» Working data:
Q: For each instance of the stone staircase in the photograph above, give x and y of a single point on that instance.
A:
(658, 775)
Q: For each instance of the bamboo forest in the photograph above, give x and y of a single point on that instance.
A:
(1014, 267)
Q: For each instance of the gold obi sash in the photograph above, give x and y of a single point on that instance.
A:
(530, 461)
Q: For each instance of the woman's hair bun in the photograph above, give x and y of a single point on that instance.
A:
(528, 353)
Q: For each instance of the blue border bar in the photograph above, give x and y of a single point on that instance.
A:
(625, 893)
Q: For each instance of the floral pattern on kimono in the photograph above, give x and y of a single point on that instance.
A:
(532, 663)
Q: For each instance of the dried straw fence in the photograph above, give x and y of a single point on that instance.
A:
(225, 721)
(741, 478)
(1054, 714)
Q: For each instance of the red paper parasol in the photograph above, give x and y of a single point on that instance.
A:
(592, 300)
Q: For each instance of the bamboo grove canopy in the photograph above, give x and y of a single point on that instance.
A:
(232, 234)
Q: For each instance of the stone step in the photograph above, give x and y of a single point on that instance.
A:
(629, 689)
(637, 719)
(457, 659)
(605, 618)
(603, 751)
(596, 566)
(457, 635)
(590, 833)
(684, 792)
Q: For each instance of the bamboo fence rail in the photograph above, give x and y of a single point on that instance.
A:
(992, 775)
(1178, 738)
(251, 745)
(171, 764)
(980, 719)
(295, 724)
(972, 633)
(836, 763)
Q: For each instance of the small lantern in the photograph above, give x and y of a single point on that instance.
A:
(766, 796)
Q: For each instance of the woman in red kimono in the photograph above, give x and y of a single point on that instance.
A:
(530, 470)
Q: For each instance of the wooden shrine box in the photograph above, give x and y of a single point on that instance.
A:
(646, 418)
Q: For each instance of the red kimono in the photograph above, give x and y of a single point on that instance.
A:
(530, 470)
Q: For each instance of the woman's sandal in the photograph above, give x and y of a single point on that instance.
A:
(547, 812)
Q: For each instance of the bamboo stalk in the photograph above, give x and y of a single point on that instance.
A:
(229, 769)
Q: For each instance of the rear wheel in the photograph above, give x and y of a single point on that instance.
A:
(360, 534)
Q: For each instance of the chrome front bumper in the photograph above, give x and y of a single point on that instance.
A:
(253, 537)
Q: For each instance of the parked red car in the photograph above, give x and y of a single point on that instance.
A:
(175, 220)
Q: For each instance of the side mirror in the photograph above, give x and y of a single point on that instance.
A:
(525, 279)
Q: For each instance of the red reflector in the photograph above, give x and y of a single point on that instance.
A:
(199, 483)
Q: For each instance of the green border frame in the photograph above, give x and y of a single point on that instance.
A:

» What to work on: Give every entry once more, exactly as it reads.

» Exercise result:
Q: For each instance of the stone staircase in the photograph above, give x and y of a single point on that instance.
A:
(658, 775)
Q: For each instance of the bamboo forest in the photograph above, give x and y of a single point on that instance.
A:
(1014, 267)
Q: For each instance of the gold obi sash in the photograph above, give x and y of a single point on that instance.
A:
(530, 461)
Q: For each instance of the woman's hair bun in the photograph above, give x and y of a single point on that instance.
A:
(528, 353)
Q: For each instance of the blue border bar in the photograph above, give x and y of a single point on that instance.
A:
(625, 893)
Q: For each instance of the floral pattern on kimono in the photograph above, give x and y of a single point on that instance.
A:
(532, 663)
Q: For each instance of the dried straw fence in the photograph above, give x and y of a single point on that instance.
A:
(225, 721)
(741, 478)
(1054, 714)
Q: For each instance of the red paper parasol in the photograph above, give x and y of a single point on that instance.
A:
(592, 300)
Q: For each instance of the bamboo grove canopy in the photograph above, give x and y of a single point on that instance.
A:
(232, 234)
Q: For each instance of the stone step in the photograph above, give x and y of a single point on that instance.
A:
(629, 689)
(637, 719)
(457, 659)
(605, 618)
(603, 751)
(596, 566)
(457, 635)
(590, 833)
(684, 792)
Q: For each instance of the bamboo fence rail in the photograph above, give x and y of a single point on that instance.
A:
(992, 775)
(1178, 738)
(251, 745)
(171, 764)
(980, 719)
(295, 724)
(972, 633)
(836, 763)
Q: For each instance of the small lantern in the photograph above, give x and y of a single point on that instance.
A:
(766, 796)
Q: For each instance of the woman in red kimono in the photograph above, give x and y of a single point on that instance.
A:
(530, 470)
Q: For each instance of the wooden shrine box in the photograph above, give x and y of a single point on that instance.
A:
(646, 418)
Q: For each instance of the red kimono in the photograph above, give x and y of a single point on that instance.
A:
(530, 470)
Q: For each instance of the woman's sandal in the photograph above, give x and y of a single point on that instance.
A:
(547, 812)
Q: For each instance of the bamboo stalk in the photograph above, give x and y of a single point on that instance.
A:
(229, 769)
Q: For each instance of the rear wheel in the photograph above, give x and y of a single point on that instance.
A:
(360, 534)
Q: For each instance of the chrome front bumper in the photograph above, give x and y of a single point on that instance.
A:
(253, 537)
Q: For each instance of the parked red car in the photograph above, give x and y of a single point on that instance.
A:
(175, 220)
Q: For each instance of the side mirror in the photograph above, give x and y of a single point on that instance.
A:
(525, 279)
Q: For each instance of the red reflector in the photograph above, give x and y of a single point on that instance.
A:
(199, 483)
Q: For each instance of the green border frame in the photograph above, give x and y of a single point on that instance.
A:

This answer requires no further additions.